I have been digging into Twitter a bit as of late (micro-blogging is all the rage!). Although it’s been around for a while now, it seems like it has really caught on in the last few months. Unlike other social media applications/services (MySpace, Facebook), Twitter allows for some cool interactivity and utilizes some interesting coding to connect users and topics (here’s a Twitter primer for the uninitiated)
I recently connected my Facebook page with my Twitter account so that all my tweets automatically get posted as status updates on Facebook. But one thing I have noticed is that within the Facebook context, lots of my Twitter updates don’t make a lot of sense. This is mainly because I often use some of the extra coding and markings that work only with the Twitter application. For example, users can highlight certain topics by adding hashtags (the # symbol) to words (like #finalfour). This allows for all posts with those hashtags to be grouped together and searched (i.e. if you’re tweeting about the super bowl, it’d be #superbowl). Another really useful tag is the @ symbol, which allows you to tag and respond to another user by writing @username (for me @whitperson). These are key interactive features that have made Twitter such a popular social media tool.

- - -

■ EXERCISE AIM
Could you copy out the whole Twitter post above, word for word?

■ SOURCE DATA
- - -

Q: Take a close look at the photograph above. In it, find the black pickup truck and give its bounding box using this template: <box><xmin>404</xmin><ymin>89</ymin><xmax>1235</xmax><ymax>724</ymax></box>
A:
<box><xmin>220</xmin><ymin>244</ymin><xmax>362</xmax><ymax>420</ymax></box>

- - -

■ ANSWER TO THE PROBLEM
I have been digging into Twitter a bit as of late (micro-blogging is all the rage!). Although it’s been around for a while now, it seems like it has really caught on in the last few months. Unlike other social media applications/services (MySpace, Facebook), Twitter allows for some cool interactivity and utilizes some interesting coding to connect users and topics (here’s a Twitter primer for the uninitiated)
I recently connected my Facebook page with my Twitter account so that all my tweets automatically get posted as status updates on Facebook. But one thing I have noticed is that within the Facebook context, lots of my Twitter updates don’t make a lot of sense. This is mainly because I often use some of the extra coding and markings that work only with the Twitter application. For example, users can highlight certain topics by adding hashtags (the # symbol) to words (like #finalfour). This allows for all posts with those hashtags to be grouped together and searched (i.e. if you’re tweeting about the super bowl, it’d be #superbowl). Another really useful tag is the @ symbol, which allows you to tag and respond to another user by writing @username (for me @whitperson). These are key interactive features that have made Twitter such a popular social media tool.